> _What to do_:
Wherever the string "formation" appears in the entries below, return the line that holds it.

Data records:
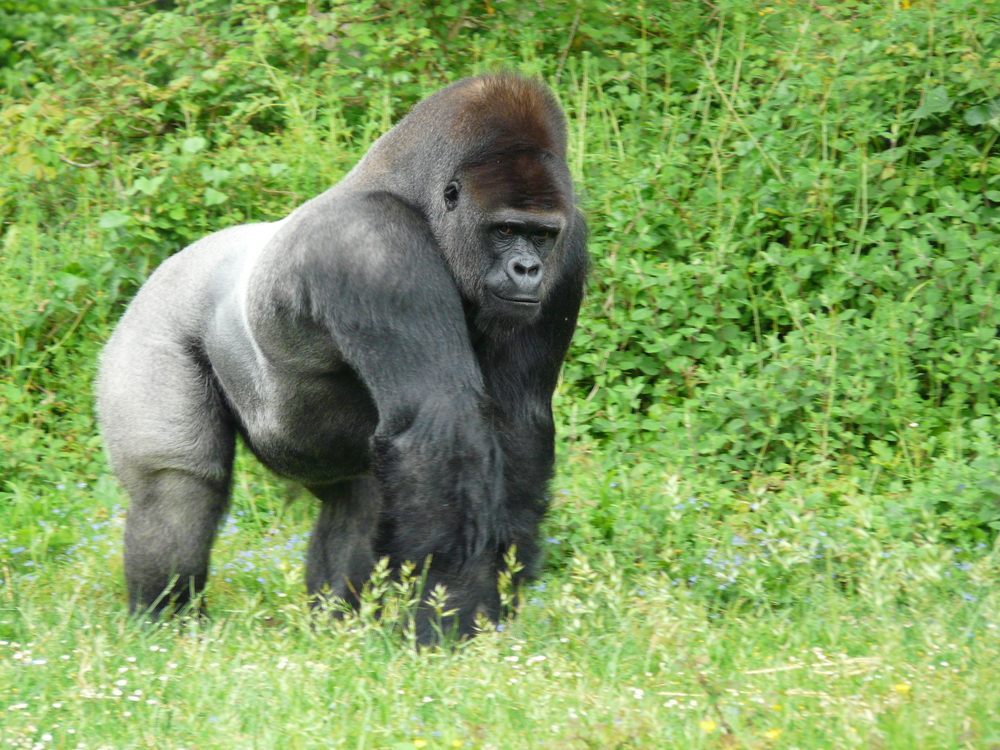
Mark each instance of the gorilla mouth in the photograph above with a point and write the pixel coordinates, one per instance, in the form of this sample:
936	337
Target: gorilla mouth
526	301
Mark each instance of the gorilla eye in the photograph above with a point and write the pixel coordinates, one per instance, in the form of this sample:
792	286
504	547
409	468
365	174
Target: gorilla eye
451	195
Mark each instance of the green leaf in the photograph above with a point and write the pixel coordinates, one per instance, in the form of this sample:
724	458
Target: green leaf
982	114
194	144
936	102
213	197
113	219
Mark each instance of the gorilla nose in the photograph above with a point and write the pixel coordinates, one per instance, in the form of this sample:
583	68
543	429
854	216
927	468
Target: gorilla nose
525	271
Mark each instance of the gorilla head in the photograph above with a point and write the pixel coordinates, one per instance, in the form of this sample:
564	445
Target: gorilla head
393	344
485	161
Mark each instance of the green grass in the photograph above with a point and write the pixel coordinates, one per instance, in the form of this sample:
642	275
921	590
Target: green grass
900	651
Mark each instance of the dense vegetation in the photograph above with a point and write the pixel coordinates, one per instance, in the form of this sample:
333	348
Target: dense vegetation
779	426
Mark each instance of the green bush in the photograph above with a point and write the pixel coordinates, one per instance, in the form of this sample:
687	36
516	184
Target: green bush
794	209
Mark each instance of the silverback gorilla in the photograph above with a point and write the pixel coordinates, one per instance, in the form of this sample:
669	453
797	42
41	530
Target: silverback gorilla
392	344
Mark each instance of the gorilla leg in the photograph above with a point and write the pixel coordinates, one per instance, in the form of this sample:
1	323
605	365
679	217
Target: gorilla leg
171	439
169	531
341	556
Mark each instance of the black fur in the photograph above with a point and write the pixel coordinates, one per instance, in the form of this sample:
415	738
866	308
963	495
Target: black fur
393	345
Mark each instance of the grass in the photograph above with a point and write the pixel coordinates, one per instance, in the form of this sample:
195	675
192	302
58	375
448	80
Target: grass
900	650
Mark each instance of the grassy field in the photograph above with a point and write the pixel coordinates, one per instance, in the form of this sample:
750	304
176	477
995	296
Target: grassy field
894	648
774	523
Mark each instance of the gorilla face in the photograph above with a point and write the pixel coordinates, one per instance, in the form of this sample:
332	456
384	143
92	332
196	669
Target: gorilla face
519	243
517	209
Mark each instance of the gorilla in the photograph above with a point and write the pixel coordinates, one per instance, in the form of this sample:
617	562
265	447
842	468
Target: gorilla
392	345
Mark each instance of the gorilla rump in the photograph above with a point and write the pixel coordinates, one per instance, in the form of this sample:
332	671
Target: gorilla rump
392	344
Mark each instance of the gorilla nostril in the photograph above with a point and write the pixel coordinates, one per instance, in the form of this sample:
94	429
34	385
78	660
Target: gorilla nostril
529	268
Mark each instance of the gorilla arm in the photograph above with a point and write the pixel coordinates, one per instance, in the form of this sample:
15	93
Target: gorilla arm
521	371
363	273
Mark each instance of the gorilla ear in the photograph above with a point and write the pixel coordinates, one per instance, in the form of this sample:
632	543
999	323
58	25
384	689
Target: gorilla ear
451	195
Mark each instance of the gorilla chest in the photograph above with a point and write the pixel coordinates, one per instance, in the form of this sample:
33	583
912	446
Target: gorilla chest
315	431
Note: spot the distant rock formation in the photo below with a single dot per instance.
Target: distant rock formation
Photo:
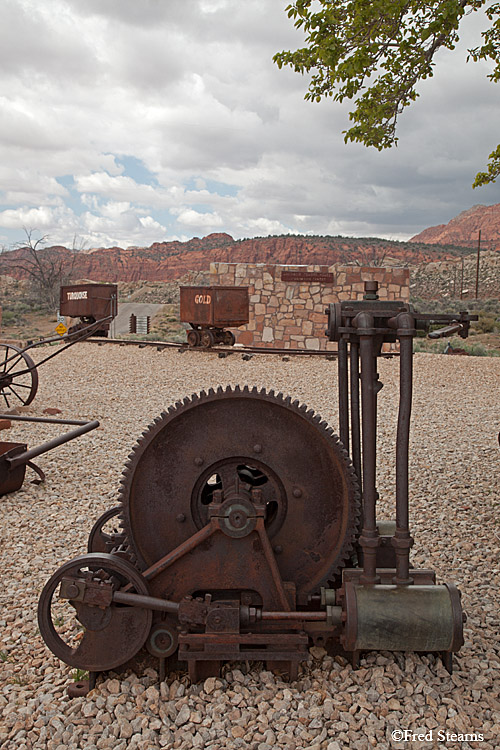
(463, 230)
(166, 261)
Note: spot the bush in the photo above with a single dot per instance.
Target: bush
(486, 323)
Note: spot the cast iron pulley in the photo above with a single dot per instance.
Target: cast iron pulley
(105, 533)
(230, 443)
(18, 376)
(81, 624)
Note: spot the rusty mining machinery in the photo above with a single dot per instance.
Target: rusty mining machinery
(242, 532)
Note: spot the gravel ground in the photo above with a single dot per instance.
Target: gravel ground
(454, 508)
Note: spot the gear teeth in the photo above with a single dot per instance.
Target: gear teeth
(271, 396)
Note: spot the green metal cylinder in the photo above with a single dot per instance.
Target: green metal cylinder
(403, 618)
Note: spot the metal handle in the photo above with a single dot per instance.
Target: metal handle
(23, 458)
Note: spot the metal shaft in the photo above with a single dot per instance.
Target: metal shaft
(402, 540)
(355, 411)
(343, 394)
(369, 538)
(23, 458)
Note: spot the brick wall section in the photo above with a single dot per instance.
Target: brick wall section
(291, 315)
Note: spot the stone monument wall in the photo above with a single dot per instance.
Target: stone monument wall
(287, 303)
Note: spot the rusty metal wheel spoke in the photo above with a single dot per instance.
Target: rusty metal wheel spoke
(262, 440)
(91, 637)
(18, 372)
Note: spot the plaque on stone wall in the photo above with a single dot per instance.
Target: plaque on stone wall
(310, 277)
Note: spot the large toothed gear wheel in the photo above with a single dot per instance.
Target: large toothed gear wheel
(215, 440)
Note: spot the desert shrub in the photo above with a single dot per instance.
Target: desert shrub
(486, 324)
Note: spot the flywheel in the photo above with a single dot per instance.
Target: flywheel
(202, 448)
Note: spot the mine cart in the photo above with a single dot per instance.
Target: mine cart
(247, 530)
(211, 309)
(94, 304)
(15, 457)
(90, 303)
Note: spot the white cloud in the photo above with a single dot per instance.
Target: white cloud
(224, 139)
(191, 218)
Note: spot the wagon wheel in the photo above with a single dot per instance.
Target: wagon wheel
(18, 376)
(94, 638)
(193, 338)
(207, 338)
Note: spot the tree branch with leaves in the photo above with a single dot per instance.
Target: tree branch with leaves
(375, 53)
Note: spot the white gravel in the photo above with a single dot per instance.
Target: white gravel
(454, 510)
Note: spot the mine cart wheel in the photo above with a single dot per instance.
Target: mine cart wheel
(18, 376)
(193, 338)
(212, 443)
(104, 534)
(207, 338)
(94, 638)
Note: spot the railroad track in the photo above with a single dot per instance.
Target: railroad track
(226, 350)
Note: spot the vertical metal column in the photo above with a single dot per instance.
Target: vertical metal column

* * *

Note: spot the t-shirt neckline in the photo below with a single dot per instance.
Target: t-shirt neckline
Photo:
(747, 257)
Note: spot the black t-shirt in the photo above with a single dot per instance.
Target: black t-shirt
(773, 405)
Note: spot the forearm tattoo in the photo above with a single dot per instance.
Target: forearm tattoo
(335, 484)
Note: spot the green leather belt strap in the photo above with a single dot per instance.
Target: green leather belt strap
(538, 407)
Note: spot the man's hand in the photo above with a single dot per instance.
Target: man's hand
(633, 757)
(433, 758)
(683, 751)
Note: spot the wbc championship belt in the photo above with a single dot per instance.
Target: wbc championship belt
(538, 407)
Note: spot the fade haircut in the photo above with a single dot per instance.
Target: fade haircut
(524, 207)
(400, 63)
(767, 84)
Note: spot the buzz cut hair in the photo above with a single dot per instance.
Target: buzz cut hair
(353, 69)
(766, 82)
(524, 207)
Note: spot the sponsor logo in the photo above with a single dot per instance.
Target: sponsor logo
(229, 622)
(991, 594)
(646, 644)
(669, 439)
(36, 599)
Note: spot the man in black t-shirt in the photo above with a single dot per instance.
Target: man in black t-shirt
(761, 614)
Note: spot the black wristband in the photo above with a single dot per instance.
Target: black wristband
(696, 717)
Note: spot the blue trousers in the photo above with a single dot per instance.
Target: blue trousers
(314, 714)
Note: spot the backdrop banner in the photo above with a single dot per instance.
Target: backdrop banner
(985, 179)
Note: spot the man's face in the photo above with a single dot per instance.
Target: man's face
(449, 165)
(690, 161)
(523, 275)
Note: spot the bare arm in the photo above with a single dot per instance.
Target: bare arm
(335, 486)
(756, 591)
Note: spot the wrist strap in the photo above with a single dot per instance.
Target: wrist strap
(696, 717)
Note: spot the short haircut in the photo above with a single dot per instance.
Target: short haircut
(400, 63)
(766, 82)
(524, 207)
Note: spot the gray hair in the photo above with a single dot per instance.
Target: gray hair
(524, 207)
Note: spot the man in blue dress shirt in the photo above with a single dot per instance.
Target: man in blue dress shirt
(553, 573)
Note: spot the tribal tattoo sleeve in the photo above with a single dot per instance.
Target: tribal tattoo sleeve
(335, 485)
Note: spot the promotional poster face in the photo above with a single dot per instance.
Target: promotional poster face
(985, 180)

--

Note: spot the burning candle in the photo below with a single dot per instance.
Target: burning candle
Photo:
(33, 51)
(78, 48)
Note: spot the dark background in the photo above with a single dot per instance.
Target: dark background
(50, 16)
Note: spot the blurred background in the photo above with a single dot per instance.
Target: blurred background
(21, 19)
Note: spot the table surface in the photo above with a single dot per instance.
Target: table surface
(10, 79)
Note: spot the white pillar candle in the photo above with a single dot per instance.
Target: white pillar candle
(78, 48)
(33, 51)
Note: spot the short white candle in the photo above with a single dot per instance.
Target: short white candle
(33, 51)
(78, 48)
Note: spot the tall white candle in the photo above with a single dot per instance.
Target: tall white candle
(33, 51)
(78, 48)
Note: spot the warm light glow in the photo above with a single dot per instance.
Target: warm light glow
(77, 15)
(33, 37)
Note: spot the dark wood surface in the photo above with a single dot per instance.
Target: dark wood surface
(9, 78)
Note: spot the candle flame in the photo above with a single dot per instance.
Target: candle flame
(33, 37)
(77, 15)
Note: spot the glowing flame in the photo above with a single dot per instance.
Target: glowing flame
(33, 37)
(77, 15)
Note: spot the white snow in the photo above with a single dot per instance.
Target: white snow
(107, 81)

> _Solution to this task_:
Note: spot the distant rock formation in the photo below with a single dot per instance.
Target: distant rock formation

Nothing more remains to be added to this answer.